» Work request
Which lines of the records below contain the word "spectator"? Copy each of them out.

» Dataset
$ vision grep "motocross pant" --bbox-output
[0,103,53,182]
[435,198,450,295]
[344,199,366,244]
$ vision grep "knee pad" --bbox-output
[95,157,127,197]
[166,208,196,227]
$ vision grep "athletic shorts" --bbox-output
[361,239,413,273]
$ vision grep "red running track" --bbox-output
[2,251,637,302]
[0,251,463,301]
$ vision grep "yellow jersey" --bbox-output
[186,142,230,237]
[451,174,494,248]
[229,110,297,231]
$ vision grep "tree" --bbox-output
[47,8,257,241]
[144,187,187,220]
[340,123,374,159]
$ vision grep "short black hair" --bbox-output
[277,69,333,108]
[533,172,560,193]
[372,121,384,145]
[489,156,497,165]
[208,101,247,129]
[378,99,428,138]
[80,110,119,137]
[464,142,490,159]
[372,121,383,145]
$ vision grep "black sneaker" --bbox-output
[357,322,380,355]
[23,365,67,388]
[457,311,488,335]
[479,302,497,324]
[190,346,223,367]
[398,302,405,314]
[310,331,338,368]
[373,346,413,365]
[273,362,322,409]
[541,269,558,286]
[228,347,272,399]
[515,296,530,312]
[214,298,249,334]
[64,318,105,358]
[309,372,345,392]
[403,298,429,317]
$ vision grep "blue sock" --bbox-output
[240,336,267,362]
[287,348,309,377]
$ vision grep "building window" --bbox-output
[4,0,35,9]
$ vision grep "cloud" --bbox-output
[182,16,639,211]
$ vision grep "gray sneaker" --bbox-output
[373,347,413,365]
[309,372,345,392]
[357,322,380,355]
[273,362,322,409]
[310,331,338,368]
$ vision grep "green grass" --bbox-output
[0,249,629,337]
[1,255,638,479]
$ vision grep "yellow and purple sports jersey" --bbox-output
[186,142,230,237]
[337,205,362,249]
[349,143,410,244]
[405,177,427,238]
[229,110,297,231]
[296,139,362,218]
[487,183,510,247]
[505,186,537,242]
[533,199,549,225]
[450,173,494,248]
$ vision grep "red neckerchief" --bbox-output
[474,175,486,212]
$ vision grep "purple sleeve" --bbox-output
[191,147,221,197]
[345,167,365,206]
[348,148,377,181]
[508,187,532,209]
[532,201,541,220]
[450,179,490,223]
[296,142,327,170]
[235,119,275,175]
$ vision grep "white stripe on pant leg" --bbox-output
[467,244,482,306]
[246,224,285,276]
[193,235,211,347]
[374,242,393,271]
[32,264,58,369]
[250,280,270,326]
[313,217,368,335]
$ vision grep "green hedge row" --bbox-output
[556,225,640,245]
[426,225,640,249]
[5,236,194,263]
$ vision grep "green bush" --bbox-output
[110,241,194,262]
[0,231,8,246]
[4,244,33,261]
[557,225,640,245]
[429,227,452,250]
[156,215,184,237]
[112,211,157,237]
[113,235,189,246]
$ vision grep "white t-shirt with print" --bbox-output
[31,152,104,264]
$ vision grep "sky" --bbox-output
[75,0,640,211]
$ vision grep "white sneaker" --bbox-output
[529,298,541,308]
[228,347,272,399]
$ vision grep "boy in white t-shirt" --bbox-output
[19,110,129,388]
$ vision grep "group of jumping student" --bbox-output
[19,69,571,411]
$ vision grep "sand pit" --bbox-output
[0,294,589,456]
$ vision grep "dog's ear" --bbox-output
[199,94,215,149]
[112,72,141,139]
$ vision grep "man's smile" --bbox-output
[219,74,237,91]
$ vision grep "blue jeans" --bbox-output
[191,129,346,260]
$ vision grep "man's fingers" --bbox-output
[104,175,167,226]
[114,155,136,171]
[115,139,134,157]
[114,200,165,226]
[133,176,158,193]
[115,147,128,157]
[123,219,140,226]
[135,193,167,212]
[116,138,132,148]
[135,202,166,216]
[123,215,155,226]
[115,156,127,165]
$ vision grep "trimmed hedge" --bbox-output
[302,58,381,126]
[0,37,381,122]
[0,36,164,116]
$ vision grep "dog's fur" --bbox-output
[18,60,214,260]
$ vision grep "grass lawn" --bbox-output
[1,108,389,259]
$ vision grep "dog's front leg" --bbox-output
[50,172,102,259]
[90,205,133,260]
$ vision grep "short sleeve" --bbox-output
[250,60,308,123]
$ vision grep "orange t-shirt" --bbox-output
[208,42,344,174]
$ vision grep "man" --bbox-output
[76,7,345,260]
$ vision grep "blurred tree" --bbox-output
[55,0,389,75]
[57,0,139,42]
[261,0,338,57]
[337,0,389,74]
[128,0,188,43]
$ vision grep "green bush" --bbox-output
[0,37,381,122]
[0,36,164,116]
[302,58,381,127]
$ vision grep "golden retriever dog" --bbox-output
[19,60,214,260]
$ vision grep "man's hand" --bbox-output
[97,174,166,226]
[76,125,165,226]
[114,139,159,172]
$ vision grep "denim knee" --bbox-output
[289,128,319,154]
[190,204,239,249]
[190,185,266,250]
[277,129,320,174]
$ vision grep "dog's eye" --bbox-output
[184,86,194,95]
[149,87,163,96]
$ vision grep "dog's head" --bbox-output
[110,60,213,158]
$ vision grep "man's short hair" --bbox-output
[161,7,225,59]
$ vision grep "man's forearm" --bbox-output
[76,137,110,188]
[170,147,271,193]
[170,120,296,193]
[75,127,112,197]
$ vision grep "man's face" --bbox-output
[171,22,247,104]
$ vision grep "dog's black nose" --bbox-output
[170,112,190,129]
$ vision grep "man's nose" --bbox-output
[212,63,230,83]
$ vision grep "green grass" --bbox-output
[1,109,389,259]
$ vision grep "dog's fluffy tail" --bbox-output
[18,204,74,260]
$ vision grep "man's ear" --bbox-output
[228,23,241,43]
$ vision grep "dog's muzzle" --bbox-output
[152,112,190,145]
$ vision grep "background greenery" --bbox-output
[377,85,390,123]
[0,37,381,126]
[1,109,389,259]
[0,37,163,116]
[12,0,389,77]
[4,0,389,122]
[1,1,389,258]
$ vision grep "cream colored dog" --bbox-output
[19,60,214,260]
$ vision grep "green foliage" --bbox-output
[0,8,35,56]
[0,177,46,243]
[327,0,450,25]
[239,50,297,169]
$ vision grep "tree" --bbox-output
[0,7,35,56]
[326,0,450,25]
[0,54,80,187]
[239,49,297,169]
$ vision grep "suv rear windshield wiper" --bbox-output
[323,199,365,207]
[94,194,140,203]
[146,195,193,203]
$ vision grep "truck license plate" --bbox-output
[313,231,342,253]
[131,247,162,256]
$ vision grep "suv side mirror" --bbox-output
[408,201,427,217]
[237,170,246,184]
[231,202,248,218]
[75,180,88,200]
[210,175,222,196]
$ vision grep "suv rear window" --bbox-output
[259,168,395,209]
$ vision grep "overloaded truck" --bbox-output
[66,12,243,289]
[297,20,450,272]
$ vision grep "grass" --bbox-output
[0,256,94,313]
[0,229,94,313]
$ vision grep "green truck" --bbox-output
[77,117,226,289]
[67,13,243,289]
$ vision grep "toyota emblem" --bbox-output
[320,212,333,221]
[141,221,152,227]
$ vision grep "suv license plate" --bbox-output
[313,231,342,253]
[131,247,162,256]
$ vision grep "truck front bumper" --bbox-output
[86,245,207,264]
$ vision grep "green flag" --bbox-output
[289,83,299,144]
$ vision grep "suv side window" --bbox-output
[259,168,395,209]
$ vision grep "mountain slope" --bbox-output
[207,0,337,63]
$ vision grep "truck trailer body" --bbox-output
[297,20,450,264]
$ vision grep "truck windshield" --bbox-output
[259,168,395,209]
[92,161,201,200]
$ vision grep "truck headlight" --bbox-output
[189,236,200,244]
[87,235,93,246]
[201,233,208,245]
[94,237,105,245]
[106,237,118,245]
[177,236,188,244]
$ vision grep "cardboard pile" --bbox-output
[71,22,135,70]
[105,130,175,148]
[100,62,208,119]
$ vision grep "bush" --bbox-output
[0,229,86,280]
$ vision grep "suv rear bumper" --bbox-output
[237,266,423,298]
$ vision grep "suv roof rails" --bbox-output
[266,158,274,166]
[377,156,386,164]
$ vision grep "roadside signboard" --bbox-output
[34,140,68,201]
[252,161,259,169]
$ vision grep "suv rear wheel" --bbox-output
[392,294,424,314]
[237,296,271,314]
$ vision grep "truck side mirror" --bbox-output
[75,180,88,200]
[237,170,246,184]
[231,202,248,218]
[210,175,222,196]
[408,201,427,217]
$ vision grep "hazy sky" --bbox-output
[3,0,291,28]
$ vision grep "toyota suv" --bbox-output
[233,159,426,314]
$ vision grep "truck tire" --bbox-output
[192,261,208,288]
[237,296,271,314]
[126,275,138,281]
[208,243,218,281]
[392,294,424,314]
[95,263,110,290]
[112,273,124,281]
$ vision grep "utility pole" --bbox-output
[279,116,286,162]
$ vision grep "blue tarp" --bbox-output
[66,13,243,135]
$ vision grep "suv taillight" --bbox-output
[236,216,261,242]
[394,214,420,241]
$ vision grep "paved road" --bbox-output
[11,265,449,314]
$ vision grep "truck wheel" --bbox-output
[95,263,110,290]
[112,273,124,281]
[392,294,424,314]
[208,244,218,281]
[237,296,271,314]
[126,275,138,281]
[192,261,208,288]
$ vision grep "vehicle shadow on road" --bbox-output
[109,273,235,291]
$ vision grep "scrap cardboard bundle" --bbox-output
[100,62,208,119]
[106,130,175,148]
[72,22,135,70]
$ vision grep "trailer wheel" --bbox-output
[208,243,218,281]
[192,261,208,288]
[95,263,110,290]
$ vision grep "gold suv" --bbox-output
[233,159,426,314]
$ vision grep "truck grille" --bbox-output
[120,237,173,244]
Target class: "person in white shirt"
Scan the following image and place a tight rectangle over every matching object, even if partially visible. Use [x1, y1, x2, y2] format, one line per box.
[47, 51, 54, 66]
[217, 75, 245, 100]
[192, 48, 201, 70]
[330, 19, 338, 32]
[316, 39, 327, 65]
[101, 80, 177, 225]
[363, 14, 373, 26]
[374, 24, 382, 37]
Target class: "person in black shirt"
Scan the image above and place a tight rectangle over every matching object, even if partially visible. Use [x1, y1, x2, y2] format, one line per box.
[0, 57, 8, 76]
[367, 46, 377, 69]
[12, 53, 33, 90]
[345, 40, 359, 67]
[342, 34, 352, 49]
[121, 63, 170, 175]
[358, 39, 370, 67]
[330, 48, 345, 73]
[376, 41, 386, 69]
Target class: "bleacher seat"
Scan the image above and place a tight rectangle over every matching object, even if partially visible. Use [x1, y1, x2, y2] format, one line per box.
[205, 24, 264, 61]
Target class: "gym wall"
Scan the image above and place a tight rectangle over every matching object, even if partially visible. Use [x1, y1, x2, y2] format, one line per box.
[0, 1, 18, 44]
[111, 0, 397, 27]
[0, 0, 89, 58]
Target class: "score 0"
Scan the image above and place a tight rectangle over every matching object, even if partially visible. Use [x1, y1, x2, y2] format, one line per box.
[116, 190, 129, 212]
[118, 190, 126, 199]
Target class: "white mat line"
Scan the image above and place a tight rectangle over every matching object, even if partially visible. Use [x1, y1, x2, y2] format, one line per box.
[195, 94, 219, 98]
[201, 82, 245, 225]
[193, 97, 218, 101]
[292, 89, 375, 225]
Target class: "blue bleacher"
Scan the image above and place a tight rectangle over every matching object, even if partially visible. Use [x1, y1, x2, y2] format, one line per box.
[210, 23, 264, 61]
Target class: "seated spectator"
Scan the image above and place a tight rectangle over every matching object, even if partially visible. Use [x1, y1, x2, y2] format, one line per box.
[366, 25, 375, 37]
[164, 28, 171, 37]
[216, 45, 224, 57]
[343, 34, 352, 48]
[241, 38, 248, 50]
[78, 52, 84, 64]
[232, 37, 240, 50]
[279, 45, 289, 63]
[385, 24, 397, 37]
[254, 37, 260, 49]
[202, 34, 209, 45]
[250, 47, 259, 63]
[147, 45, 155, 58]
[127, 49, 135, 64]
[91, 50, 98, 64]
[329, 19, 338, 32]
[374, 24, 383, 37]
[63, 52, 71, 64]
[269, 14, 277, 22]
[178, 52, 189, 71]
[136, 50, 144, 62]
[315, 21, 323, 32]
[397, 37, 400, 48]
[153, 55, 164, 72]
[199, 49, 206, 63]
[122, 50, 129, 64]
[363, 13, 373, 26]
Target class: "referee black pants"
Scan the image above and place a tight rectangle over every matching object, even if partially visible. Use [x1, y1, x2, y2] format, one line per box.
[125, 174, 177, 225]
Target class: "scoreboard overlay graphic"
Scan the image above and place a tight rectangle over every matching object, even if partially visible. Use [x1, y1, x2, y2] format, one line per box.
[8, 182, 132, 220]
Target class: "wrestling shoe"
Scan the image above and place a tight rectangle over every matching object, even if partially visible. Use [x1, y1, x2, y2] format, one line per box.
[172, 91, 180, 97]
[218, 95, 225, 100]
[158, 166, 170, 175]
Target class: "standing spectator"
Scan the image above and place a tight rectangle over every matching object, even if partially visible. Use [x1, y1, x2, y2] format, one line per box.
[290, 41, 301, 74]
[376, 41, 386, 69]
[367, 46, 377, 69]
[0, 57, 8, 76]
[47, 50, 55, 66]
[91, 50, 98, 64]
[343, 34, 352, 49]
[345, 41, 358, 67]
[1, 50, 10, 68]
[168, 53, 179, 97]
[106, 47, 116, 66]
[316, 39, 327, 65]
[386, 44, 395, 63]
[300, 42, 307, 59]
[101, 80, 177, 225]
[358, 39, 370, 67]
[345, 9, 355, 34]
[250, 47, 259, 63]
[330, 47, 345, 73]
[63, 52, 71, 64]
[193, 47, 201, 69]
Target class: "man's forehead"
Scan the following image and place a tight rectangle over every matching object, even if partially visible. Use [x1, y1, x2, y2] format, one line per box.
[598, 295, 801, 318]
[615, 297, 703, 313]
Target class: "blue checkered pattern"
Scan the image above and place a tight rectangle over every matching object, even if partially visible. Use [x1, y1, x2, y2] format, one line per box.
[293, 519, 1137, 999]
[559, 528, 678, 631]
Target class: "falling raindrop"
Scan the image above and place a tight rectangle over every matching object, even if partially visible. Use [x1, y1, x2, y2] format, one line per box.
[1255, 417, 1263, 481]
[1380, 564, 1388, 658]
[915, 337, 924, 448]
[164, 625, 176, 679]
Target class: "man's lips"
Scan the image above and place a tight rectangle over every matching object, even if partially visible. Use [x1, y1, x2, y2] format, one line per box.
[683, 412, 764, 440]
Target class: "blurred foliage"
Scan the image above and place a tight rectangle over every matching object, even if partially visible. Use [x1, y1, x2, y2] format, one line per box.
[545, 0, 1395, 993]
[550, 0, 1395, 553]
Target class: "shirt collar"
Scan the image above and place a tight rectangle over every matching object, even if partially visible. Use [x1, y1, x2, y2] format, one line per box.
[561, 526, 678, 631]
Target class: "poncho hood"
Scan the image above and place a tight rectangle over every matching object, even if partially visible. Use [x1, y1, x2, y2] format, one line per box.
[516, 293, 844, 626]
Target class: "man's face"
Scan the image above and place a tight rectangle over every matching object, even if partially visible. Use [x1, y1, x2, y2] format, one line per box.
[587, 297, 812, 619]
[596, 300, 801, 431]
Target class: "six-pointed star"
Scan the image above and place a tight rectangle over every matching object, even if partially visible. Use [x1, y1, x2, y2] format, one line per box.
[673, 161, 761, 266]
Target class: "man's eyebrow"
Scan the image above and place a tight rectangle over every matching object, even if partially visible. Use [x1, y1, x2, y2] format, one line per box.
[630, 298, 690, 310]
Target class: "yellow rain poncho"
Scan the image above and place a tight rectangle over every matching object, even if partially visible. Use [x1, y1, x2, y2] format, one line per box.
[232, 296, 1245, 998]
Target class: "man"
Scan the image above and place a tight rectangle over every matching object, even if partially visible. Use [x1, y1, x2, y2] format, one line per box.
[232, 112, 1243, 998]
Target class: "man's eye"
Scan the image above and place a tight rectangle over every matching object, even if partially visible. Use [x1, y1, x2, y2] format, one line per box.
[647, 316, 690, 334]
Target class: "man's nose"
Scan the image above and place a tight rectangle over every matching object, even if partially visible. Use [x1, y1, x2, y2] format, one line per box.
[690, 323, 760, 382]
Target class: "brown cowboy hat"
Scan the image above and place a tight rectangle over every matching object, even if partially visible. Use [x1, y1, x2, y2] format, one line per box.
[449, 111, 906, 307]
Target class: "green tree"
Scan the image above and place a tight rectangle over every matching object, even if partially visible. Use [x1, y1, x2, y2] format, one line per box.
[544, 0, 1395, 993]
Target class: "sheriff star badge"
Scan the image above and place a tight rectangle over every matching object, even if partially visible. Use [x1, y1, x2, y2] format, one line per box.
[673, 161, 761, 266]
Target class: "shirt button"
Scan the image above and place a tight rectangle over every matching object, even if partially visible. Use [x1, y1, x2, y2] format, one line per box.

» Solution to this exercise
Target class: "seated spectator"
Target class: "standing spectator"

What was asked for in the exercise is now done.